[DIRECTIONS FOR THIS TASK]
Of the lines below, copy those that hold the word "instance".

[RECORDS TO USE]
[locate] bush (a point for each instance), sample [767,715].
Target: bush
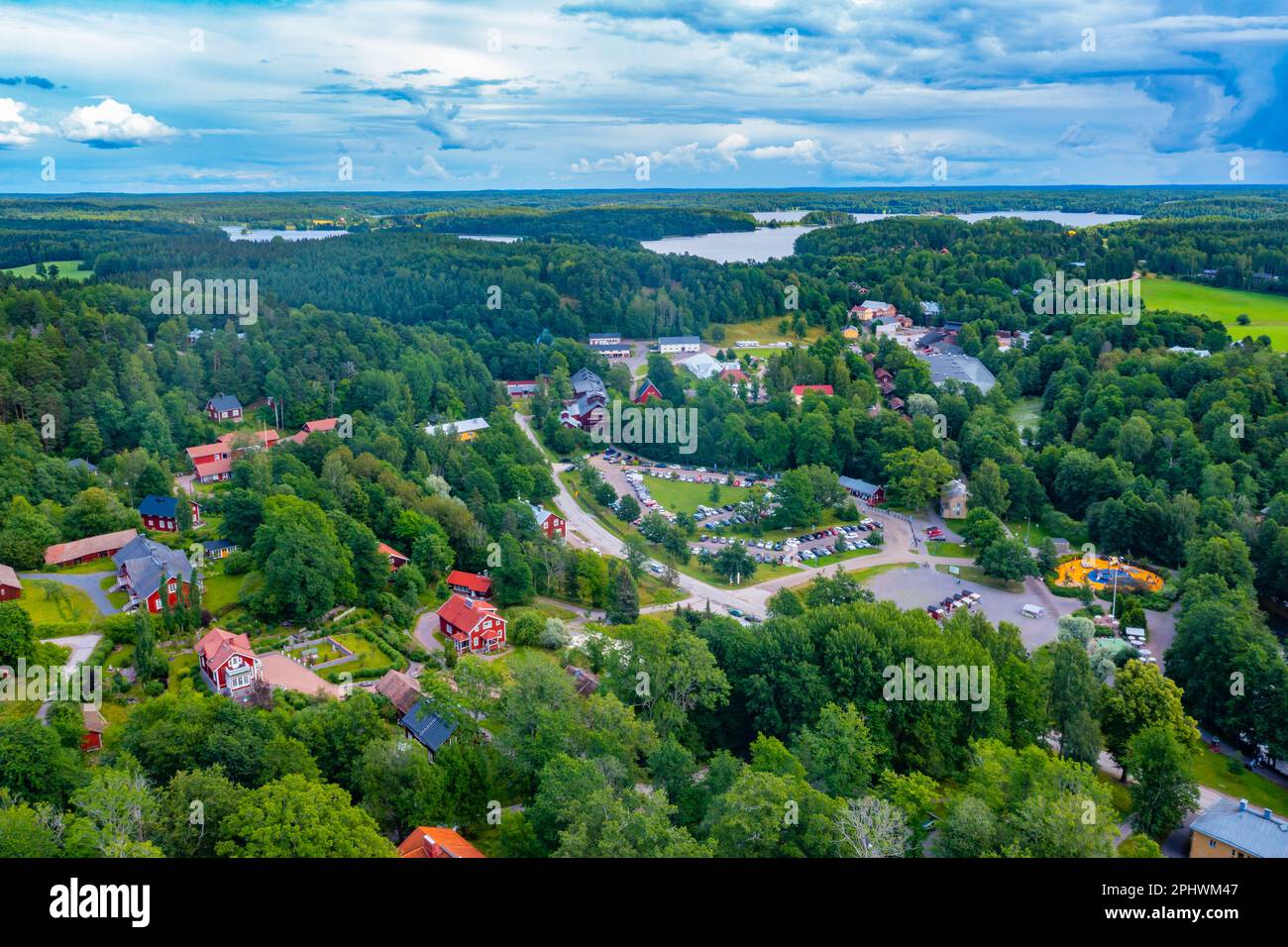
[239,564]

* * *

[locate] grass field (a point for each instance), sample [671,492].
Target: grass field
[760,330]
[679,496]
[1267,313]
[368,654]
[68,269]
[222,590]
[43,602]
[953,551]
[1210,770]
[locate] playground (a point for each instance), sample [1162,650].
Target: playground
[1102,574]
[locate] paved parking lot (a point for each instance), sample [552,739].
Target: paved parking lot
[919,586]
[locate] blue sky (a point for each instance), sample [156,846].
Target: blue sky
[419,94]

[SOLUTION FOR THIS PROBLEM]
[locate] bush (a point for each instance), sample [767,715].
[locate] grass field (a point for each instance), sample [671,492].
[locate] playground (a point for each instance), sample [1162,650].
[locate] paved parking lot (a point for each instance), sample [552,739].
[locate] blue sky (a point for each instance), sample [156,846].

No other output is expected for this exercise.